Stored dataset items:
** BEGIN **
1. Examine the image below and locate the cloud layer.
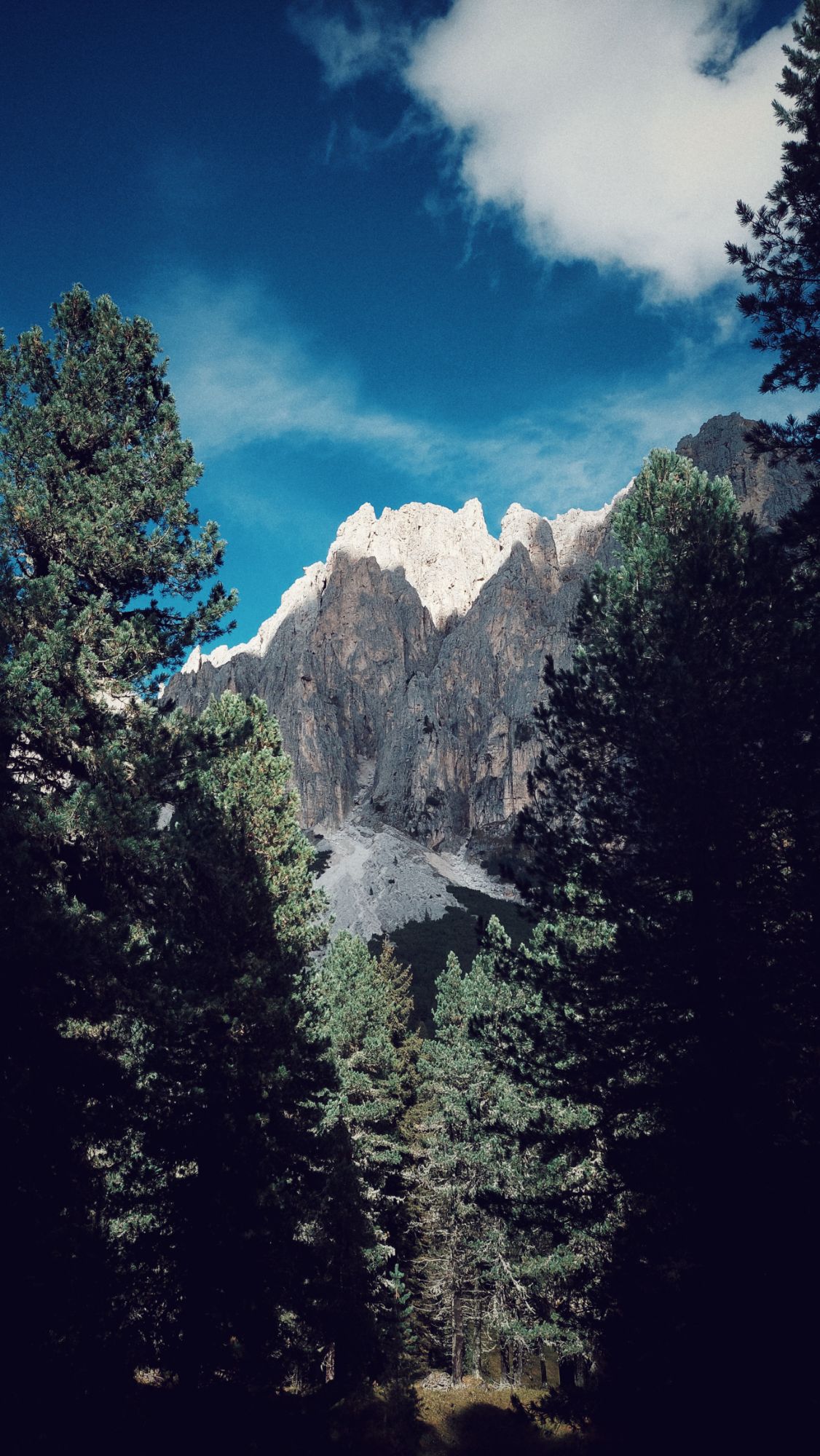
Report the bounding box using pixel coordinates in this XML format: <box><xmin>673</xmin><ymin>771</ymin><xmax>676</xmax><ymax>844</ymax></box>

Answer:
<box><xmin>301</xmin><ymin>0</ymin><xmax>791</xmax><ymax>298</ymax></box>
<box><xmin>157</xmin><ymin>277</ymin><xmax>800</xmax><ymax>518</ymax></box>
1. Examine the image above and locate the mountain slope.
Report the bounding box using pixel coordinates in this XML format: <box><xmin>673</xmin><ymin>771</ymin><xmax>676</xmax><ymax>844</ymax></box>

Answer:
<box><xmin>166</xmin><ymin>415</ymin><xmax>805</xmax><ymax>850</ymax></box>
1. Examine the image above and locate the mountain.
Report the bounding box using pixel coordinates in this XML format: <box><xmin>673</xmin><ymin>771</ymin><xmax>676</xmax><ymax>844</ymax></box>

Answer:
<box><xmin>166</xmin><ymin>415</ymin><xmax>805</xmax><ymax>929</ymax></box>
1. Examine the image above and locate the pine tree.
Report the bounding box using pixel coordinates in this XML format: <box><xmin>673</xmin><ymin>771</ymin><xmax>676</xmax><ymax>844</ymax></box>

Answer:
<box><xmin>523</xmin><ymin>451</ymin><xmax>817</xmax><ymax>1449</ymax></box>
<box><xmin>0</xmin><ymin>288</ymin><xmax>239</xmax><ymax>1401</ymax></box>
<box><xmin>315</xmin><ymin>930</ymin><xmax>415</xmax><ymax>1363</ymax></box>
<box><xmin>727</xmin><ymin>0</ymin><xmax>820</xmax><ymax>460</ymax></box>
<box><xmin>117</xmin><ymin>695</ymin><xmax>352</xmax><ymax>1383</ymax></box>
<box><xmin>415</xmin><ymin>917</ymin><xmax>542</xmax><ymax>1383</ymax></box>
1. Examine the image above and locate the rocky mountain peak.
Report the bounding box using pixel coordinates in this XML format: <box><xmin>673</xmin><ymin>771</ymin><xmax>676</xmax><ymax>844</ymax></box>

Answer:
<box><xmin>328</xmin><ymin>501</ymin><xmax>500</xmax><ymax>628</ymax></box>
<box><xmin>166</xmin><ymin>415</ymin><xmax>805</xmax><ymax>850</ymax></box>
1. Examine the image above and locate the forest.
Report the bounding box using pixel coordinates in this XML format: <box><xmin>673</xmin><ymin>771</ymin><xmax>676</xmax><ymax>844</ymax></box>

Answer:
<box><xmin>0</xmin><ymin>11</ymin><xmax>820</xmax><ymax>1456</ymax></box>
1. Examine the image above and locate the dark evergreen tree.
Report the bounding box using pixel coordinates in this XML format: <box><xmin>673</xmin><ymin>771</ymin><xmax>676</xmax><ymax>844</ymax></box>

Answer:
<box><xmin>727</xmin><ymin>0</ymin><xmax>820</xmax><ymax>460</ymax></box>
<box><xmin>415</xmin><ymin>917</ymin><xmax>543</xmax><ymax>1383</ymax></box>
<box><xmin>0</xmin><ymin>288</ymin><xmax>237</xmax><ymax>1409</ymax></box>
<box><xmin>313</xmin><ymin>930</ymin><xmax>417</xmax><ymax>1363</ymax></box>
<box><xmin>513</xmin><ymin>451</ymin><xmax>817</xmax><ymax>1449</ymax></box>
<box><xmin>0</xmin><ymin>290</ymin><xmax>376</xmax><ymax>1434</ymax></box>
<box><xmin>125</xmin><ymin>695</ymin><xmax>363</xmax><ymax>1385</ymax></box>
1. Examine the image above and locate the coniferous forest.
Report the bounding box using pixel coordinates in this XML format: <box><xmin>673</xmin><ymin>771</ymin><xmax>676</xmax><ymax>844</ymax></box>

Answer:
<box><xmin>0</xmin><ymin>11</ymin><xmax>820</xmax><ymax>1453</ymax></box>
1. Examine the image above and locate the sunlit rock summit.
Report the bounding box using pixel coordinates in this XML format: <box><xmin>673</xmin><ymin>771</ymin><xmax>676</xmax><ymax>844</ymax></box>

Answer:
<box><xmin>166</xmin><ymin>415</ymin><xmax>803</xmax><ymax>850</ymax></box>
** END **
JOB
Reproduce the items above, starting at the line containing "1. Examine the image above and locate the rocky" and continuing through the end of the items, substituting "woodland" for "forest" and changing nothing else.

THE OUTPUT
1. Examine the image above and locate the rocky mountain peak.
Report the bounding box using pixel coordinates in this XML format: <box><xmin>673</xmin><ymin>771</ymin><xmax>676</xmax><ymax>844</ymax></box>

Answer:
<box><xmin>328</xmin><ymin>501</ymin><xmax>500</xmax><ymax>628</ymax></box>
<box><xmin>166</xmin><ymin>415</ymin><xmax>805</xmax><ymax>850</ymax></box>
1. Examine the image above and locate the woodland.
Report the bounding box using pixel coordinates in this XML format: <box><xmin>673</xmin><ymin>771</ymin><xmax>676</xmax><ymax>844</ymax></box>

Answer:
<box><xmin>0</xmin><ymin>11</ymin><xmax>820</xmax><ymax>1456</ymax></box>
1. Examine the image above and locate the dark evergreen tree.
Report the bounding box using pixel coordinates in this XML format: <box><xmin>673</xmin><ymin>771</ymin><xmax>676</xmax><ymax>844</ymax></box>

Answer:
<box><xmin>727</xmin><ymin>0</ymin><xmax>820</xmax><ymax>460</ymax></box>
<box><xmin>415</xmin><ymin>917</ymin><xmax>543</xmax><ymax>1383</ymax></box>
<box><xmin>0</xmin><ymin>288</ymin><xmax>237</xmax><ymax>1409</ymax></box>
<box><xmin>313</xmin><ymin>930</ymin><xmax>417</xmax><ymax>1363</ymax></box>
<box><xmin>513</xmin><ymin>451</ymin><xmax>817</xmax><ymax>1449</ymax></box>
<box><xmin>0</xmin><ymin>290</ymin><xmax>376</xmax><ymax>1434</ymax></box>
<box><xmin>125</xmin><ymin>695</ymin><xmax>363</xmax><ymax>1385</ymax></box>
1. Examine the image above and locate the coniferous woodland.
Report the bounding box using pixel coordinates in this XML format: <box><xmin>673</xmin><ymin>771</ymin><xmax>676</xmax><ymax>844</ymax></box>

Answer:
<box><xmin>0</xmin><ymin>11</ymin><xmax>820</xmax><ymax>1453</ymax></box>
1. Examine the image above and locate the sunlit rock summit.
Report the bounding box using pixel coordinates in this XML format: <box><xmin>673</xmin><ymin>771</ymin><xmax>676</xmax><ymax>844</ymax></box>

Answer:
<box><xmin>166</xmin><ymin>415</ymin><xmax>803</xmax><ymax>850</ymax></box>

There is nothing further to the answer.